How To Make Chocolate Bread
Depending on who you are, you may not want to know how to make chocolate bread. It can be dangerous! I know how to make chocolate bread and weekly I put my pretty waistline in danger. Chocolate bread is proof that chocolate can go anywhere. Perhaps it shouldn’t, but it does! When I say chocolate bread, I don’t mean a quick bread that is more cake like or a chocolate cake. I mean a yeast raised wheat bread with cocoa and chunks of chocolate. Chocolate bread is one of those items that proves once again that humans are good at adding calories to everything. I stand guilty. It isn’t simply the addition of cocoa and a small amount of chocolate to the dough, it is the added quarter of a pound of chocolate in the swirl that makes this bread an indulgence. Worse, this bread gets even more dangerous when you serve it warm with butter. Watch Out!
How To Make Chocolate Bread – The Dough
The dough is very simple. It really is a classic wheat bread recipe with added cocoa. Yes, I add whole wheat flour to the chocolate bread to give it some nice texture. Doesn’t adding the whole wheat flour make this bread healthy? Let’s be clear – NO! The ingredients are pretty standard beyond the flour and cocoa – yeast, eggs, butter, sugar, and salt.

-*-*-

(Problems)
1: Answer these questions about the chocolate bread article:
(a) How much chocolate goes into the swirl?
(b) What flour is added to the dough to give it texture?
(c) Apart from the flour and cocoa, which ingredients go into the dough?
2: Extend the chocolate bread article, picking up right after its final sentence.
The entries are not needed for any of this.

(Extracted entries)
-*-*-

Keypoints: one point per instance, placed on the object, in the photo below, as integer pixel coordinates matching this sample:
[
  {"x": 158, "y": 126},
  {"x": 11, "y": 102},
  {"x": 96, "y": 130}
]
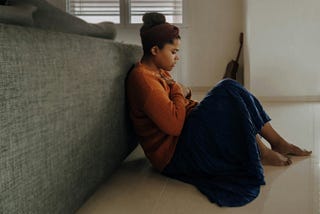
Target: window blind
[
  {"x": 95, "y": 10},
  {"x": 172, "y": 9}
]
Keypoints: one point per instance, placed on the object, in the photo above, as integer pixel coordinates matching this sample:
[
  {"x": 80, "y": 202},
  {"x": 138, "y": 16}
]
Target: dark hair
[
  {"x": 3, "y": 2},
  {"x": 150, "y": 20}
]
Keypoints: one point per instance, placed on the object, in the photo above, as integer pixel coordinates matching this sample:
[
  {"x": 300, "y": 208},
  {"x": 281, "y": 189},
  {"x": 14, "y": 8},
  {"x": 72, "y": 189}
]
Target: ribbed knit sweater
[{"x": 158, "y": 112}]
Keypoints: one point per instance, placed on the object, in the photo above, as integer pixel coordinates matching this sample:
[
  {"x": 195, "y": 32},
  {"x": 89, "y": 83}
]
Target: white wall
[{"x": 283, "y": 47}]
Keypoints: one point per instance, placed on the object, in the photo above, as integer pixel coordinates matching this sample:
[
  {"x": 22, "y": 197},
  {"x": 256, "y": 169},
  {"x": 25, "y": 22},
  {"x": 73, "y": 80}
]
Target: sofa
[{"x": 64, "y": 127}]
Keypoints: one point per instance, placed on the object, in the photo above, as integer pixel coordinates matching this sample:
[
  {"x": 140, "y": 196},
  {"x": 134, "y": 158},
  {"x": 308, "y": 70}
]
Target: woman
[{"x": 215, "y": 144}]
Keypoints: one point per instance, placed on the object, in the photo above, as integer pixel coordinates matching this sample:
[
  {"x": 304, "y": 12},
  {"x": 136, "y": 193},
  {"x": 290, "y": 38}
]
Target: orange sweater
[{"x": 158, "y": 112}]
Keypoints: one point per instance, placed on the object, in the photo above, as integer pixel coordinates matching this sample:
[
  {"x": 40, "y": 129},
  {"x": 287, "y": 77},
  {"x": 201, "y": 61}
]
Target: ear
[{"x": 154, "y": 50}]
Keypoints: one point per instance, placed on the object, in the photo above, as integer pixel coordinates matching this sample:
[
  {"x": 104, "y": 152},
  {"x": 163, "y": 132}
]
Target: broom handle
[{"x": 241, "y": 42}]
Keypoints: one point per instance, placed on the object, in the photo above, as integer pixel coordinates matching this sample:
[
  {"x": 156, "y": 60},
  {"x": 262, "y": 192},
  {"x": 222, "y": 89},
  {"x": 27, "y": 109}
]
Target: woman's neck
[{"x": 146, "y": 61}]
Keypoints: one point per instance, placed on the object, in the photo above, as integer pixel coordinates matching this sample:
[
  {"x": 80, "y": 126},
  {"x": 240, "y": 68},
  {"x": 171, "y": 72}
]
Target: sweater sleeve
[{"x": 168, "y": 113}]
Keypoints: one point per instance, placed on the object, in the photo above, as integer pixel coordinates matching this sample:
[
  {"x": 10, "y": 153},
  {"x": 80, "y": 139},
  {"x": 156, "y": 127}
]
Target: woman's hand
[{"x": 185, "y": 90}]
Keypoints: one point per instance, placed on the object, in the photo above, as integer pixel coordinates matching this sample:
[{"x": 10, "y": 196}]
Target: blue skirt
[{"x": 217, "y": 151}]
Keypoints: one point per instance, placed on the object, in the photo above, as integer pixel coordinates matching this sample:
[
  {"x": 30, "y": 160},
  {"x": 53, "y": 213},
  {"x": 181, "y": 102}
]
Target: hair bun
[{"x": 152, "y": 19}]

-*-*-

(Written responses)
1:
(a) A quarter of a pound.
(b) Whole wheat flour.
(c) Yeast, eggs, butter, sugar, and salt.

2:
To keep it even more simple, I use my bread maker to do all the work. Yes, you could use a stand mixer or a food processor. You could also mix the dough by hand and say you burned extra calories to fit the bread into your diet. Well, that might be a start.
Click Here For Stand Mixer, Mix by Hand Bread Machine and Food Processor General Guidance
How To Make Chocolate Bread – The Chocolate
The chocolate in the dough can vary depending on taste. I like to use a middle of the road 70% cacao chocolate, but a milk chocolate or even a darker chocolate can be used. After all, doesn’t using a very dark chocolate make the bread healthy? A very dark chocolate plus the whole wheat flour must make this a dietitian’s dream, right? Let’s be clear – NO. This is all about taste and indulgence!
Of course, the swirl is another matter. The swirl chocolate can match that which is in the dough, but mixxing it up would be fun. Even using a dark chocolate in the dough and white chocolate in the swirl would be very nice. A milk chocolate would work – just be careful of sweetness. A chocolate bread should not be decadently sweet. This is a place where we are looking for balance between the sweetness of the chocolate and the bitterness of the cocoa. A good dutch cocoa will do.
How To Make Chocolate Bread – Making The Swirl
As discussed, the making of chocolate bread is pretty straight forward. It is, for the most part, a mix, rise, punch down, shape, rise, bake operation. It is the shape part that is the most different because we want a swirl.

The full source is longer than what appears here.